About this task: Report every line of the records that includes the word "sock".

(Natural language region descriptions)
• • • • •

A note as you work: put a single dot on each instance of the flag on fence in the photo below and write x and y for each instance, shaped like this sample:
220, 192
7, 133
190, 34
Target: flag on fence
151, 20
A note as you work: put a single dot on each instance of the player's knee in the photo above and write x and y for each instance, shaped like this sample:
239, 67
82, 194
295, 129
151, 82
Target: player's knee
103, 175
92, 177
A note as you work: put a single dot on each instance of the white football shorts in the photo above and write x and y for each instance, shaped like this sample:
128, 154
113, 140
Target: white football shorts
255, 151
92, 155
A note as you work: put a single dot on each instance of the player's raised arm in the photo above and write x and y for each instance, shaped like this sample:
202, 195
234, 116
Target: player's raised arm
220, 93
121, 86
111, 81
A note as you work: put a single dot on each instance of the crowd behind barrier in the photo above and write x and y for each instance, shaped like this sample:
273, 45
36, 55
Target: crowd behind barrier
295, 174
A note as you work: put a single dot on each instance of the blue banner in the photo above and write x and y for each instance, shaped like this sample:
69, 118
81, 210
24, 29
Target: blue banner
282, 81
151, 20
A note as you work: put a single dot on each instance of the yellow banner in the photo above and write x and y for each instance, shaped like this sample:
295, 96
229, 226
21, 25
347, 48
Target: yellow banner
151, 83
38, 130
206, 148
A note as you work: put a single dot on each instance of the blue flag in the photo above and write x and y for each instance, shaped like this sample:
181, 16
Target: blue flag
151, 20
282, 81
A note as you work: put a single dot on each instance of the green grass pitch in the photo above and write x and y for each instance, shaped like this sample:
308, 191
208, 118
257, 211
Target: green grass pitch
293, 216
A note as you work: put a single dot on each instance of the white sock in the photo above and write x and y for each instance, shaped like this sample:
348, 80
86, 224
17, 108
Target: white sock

• • • • •

Completed task:
A note as you work: put a single dot on each instance of the white sock in the photo above and write x and y for each instance, shaped like this sample:
Target: white sock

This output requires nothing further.